__Task statement__: Each record, exactly as written, should be printed again.

[Dataset entries]
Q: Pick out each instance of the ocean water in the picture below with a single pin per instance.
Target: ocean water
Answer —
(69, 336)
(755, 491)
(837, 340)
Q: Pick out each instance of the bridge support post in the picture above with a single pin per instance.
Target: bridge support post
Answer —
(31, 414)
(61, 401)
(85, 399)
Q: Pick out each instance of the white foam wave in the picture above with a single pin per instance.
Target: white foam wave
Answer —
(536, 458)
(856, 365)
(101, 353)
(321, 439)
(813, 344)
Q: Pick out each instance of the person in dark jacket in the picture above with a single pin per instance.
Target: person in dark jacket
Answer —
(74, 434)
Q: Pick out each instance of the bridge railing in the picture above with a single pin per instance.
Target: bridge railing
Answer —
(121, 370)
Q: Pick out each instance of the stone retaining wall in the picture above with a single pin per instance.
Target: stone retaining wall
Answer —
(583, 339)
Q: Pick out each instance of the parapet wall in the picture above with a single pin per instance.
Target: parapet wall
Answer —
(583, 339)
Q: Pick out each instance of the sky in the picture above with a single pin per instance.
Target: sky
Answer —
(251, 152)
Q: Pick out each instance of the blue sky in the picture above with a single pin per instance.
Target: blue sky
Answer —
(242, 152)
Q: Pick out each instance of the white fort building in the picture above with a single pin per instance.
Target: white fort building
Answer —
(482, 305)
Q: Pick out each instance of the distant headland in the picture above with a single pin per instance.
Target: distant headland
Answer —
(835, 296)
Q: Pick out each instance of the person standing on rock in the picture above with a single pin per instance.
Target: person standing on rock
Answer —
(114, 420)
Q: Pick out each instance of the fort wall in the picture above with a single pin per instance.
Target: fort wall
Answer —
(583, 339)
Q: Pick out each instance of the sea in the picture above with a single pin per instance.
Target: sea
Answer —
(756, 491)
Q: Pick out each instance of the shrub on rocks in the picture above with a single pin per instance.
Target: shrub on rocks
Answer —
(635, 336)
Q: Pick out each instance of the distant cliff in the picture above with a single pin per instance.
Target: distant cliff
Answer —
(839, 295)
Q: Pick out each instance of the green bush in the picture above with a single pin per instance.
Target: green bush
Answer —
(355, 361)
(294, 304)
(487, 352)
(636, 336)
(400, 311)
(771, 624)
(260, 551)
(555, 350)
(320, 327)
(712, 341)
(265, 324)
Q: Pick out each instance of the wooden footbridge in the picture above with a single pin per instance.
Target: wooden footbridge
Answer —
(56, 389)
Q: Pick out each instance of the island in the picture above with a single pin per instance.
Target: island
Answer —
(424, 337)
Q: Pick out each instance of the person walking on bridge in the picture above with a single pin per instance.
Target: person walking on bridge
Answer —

__Exercise solution__:
Q: Pick out each instance of the ocean water in the picture below with a single pin per instance.
Target: ocean water
Answer —
(69, 336)
(755, 491)
(837, 340)
Q: Pick out each instance of the bridge support post in the picture above with a single pin per instance.
Target: bridge support post
Answer —
(31, 414)
(61, 401)
(85, 399)
Q: Pick out each instance of the white foam wave in the picture above with a single pin per instance.
Target: white foam wave
Answer —
(536, 458)
(856, 365)
(101, 353)
(321, 439)
(813, 344)
Q: Pick out each instance of the person in dark jacket in the picture above with a single pin per instance.
Target: person in dark jacket
Answer —
(74, 434)
Q: Pick out each instance of the bridge railing in the picture above with a single pin per instance.
Target: bridge railing
Answer —
(121, 370)
Q: Pick out each instance of the stone retaining wall in the picture above with a single pin per instance.
Target: stone retaining wall
Answer —
(583, 339)
Q: Pick out each instance of the parapet wall in the picture above with a single pin per instance.
Target: parapet wall
Answer —
(583, 339)
Q: Pick out each instance of the sky in the picture above with a single pin per instance.
Target: sky
Answer —
(251, 152)
Q: Pick out each instance of the blue sky in the picture above with a single pin per instance.
Target: blue sky
Answer —
(242, 152)
Q: Pick out each instance of the white fort building in the picture above with a single pin per instance.
Target: white fort building
Answer —
(482, 305)
Q: Pick out each instance of the distant headland in the picture above with a single pin per instance.
Target: distant headland
Answer —
(835, 296)
Q: Pick out each instance of the person standing on rock in the picture above with a single pin per instance.
Target: person standing on rock
Answer —
(114, 420)
Q: Pick out each instance of the fort wall in the picture above with a single pin per instance.
Target: fort wall
Answer —
(583, 339)
Q: Pick out each instance of the sea in the picture above with a single pin per instance.
Target: sea
Answer —
(756, 491)
Q: Pick out each instance of the shrub on rocks in the picture above with a single pin per instance.
Target: shrub on rocks
Answer —
(635, 336)
Q: Pick out each instance of the distant cliff in the picture above with a single pin per instance.
Target: distant cliff
Answer —
(839, 295)
Q: Pick out each instance of the green bush in the picture above with a single pin per instance.
Target: green bush
Answer —
(355, 361)
(294, 304)
(487, 352)
(636, 336)
(400, 311)
(771, 624)
(260, 551)
(555, 350)
(320, 327)
(712, 341)
(265, 324)
Q: Pick out each instance of the wooden footbridge in the picture above with a single pin per instance.
Target: wooden footbridge
Answer —
(56, 389)
Q: Pick out each instance of the island in the picture above with a single pin per instance.
Target: island
Answer —
(424, 337)
Q: Pick out each instance of the person walking on bridge in the picture above with a single pin per instance.
Target: person walking on bridge
Answer —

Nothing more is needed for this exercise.